Move Me Brightly is a music documentary film.  It contains live performances of Grateful Dead songs from a 2012 concert by Bob Weir and a number of other musicians, called "Move Me Brightly: Celebrating Jerry Garcia's 70th Birthday".  The film also includes interviews with some of the performers, other musicians, and members of the Grateful Dead extended family.  It was released on DVD and Blu-ray in 2013.

Move Me Brightly was directed by Justin Kreutzmann, the son of Grateful Dead drummer Bill Kreutzmann.  Many of the interviews were conducted by Luke Wilson.  The music was produced and mixed by Rick Vargas, with live mixing by Dennis Leonard and audio mastering by David Glasser.  The liner notes for the video were written by Mike Campbell, Benjy Eisen, and David Crosby.

Concert
On August 3, 2012, former Grateful Dead guitarist Bob Weir and a rotating lineup of musicians performed a five-hour concert of Grateful Dead songs at TRI Studios in San Rafael, California.  The show was called "Move Me Brightly: Celebrating Jerry Garcia's 70th Birthday", and took place two days after the 70th anniversary of Garcia's birth.  Many of the songs featured Weir on guitar, Neal Casal (from Ryan Adams & the Cardinals) on guitar, Jeff Chimenti (RatDog, Furthur) on keyboards, Mike Gordon (Phish) on bass, Joe Russo (Phil Lesh and Friends, Furthur) on drums, Donna Jean Godchaux (Grateful Dead) on vocals, and Jon Graboff (Ryan Adams & the Cardinals) on pedal steel guitar.  Also performing at the concert were Phil Lesh, Jim Lauderdale, Harper Simon, Cass McCombs, Sam Cohen, Josh Kaufman, Adam MacDougall, Jason Roberts, Jonathan Wilson, Chris Tomson, Tad Kubler, and Craig Finn.

_WHAT THIS EXERCISE ASKS:_
• 1. From the Move Me Brightly text, list every performer whose instrument or vocal part is named, together with that part.
• 2. Extend the Move Me Brightly text with a passage that picks up after its final sentence.
The listing after this has no connection to the Move Me Brightly text.

_PROVIDED MATERIAL:_
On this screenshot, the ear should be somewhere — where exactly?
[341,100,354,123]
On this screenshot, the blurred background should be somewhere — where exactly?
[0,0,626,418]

_ANSWERS IN ORDER:_
• 1.
- Bob Weir: guitar
- Neal Casal: guitar
- Jeff Chimenti: keyboards
- Mike Gordon: bass
- Joe Russo: drums
- Donna Jean Godchaux: vocals
- Jon Graboff: pedal steel guitar

• 2.
Songs
The DVD and Blu-ray release of Move Me Brightly includes the following songs.

Film:
"Cumberland Blues"
"Goin' Down the Road Feelin' Bad"
"Mission in the Rain"
"Shakedown Street"
"He's Gone"
"Eyes of the World"
"Terrapin Station"
"Days Between"
"Franklin's Tower"
"U.S. Blues"

Bonus performances:
"Dupree's Diamond Blues" *
"Friend of the Devil"
"Tennessee Jed" *
"Ship of Fools" *
"Bird Song"
"New Speedway Boogie"
*Blu-ray only

Featuring
The following people are listed in the "featuring" section of the film credits.  They and others are interviewed in the film.

Bob Weir
Phil Lesh
Bill Kreutzmann
Mickey Hart
Donna Jean Godchaux
Mike Gordon
Jeff Chimenti
Joe Russo
Neal Casal
Carlos Santana
Josh Kaufman
Sammy Hagar
Perry Farrell
Mike Campbell
David Hidalgo
John Doe
Stephen Perkins
Dave Schools
Bill Walton
Jorma Kaukonen
Jack Casady

Setlist
The full set-list from the show is as follows: ( * indicates it was featured in Move Me Brightly DVD or Blu-Ray.)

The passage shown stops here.